**TASK DETAILS:** Please write out the final portion of the records below exactly: the line containing "Expected behaviour: for every instance of the chimney, place", every line after it, and nothing else.

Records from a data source
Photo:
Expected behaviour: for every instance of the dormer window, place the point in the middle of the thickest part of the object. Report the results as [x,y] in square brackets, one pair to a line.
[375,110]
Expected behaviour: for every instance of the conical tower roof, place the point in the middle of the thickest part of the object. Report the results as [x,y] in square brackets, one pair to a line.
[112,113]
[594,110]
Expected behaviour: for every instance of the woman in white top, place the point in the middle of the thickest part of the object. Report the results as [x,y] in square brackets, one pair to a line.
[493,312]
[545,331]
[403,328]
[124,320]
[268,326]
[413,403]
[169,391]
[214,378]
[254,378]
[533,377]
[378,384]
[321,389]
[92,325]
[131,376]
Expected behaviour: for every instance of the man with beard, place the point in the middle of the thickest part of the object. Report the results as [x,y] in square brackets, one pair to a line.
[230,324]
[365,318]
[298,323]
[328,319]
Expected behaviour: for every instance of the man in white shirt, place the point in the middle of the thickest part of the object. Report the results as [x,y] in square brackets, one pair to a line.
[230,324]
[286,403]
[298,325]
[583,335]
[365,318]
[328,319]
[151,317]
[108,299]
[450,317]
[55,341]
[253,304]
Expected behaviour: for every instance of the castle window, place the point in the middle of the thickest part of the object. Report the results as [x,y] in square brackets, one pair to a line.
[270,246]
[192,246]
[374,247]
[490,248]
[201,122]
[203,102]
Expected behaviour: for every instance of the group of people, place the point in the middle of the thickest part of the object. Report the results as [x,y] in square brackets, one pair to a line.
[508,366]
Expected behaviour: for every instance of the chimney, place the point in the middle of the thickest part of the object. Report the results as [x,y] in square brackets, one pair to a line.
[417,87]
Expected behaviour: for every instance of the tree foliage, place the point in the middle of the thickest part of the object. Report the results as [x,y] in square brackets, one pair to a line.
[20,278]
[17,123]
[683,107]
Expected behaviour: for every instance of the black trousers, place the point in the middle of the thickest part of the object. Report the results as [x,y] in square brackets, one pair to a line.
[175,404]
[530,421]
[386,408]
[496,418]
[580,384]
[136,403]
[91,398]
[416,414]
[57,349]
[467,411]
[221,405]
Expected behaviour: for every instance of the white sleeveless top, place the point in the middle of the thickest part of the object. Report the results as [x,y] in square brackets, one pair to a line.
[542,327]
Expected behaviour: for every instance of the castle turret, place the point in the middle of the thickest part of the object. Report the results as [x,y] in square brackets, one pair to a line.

**TASK RESPONSE:**
Expected behaviour: for every instance of the chimney, place the point in the middle of the thickest part of the object. Report the results as [x,y] in square brackets, one pair to a line.
[417,87]
Expected behaviour: for every instance of the tree foliage, place the point in the middle of the thickest part of the object. Report the results as [x,y] in square brackets, one pair to a line.
[20,278]
[17,123]
[683,107]
Expected behaviour: for every instance of the black trousers, place the point in the middle of the thickest part of the object. Report the results as [x,y] in square brackets, one pair to a line.
[175,404]
[530,421]
[386,408]
[496,418]
[580,384]
[136,403]
[91,398]
[416,414]
[57,349]
[467,411]
[221,405]
Expected behaviour: for every instance of the white sleeveless top, place the point in the middle of the thickest part of the object. Report the results as [x,y] in square brackets, one pair to a line.
[542,327]
Expected behaviour: for every instance of the castle turret, place the point in the middle of the thickest part of the object. Report the results as [x,y] in square brackets, one pair to a line.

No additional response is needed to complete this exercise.